Write only the number of lines in the entries that hold the string "blue".

═════ Data in this exercise ═════

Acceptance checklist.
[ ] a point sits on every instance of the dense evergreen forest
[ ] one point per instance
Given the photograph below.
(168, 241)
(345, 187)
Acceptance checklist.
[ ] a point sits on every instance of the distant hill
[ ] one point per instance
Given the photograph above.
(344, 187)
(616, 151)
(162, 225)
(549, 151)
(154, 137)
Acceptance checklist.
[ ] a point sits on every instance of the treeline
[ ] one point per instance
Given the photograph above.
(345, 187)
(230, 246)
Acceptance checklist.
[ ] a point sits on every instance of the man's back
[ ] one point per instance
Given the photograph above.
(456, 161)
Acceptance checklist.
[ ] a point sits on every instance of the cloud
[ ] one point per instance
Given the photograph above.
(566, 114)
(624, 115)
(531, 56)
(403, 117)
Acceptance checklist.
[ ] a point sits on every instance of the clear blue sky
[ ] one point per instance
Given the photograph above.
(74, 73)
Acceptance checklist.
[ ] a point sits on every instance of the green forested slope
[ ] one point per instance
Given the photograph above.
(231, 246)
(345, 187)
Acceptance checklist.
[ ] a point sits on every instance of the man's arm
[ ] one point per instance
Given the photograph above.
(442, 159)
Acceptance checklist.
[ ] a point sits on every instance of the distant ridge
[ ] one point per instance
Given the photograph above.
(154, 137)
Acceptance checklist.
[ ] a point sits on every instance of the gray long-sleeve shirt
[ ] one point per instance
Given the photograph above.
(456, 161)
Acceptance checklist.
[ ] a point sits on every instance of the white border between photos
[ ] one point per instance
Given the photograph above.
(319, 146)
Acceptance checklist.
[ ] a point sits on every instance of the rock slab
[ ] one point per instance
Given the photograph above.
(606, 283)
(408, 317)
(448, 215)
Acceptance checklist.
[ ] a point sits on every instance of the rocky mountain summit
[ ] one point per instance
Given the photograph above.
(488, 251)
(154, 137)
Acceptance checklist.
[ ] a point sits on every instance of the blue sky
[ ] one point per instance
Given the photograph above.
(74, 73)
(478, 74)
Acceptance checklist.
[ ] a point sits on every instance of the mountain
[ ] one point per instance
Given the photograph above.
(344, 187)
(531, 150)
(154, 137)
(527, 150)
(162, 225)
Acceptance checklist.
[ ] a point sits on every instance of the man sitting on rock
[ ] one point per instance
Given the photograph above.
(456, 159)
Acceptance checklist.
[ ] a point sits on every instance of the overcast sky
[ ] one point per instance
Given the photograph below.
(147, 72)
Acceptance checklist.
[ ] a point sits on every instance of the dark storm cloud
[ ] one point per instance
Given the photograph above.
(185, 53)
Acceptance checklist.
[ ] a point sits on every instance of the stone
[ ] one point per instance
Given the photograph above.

═════

Solution for this task » 2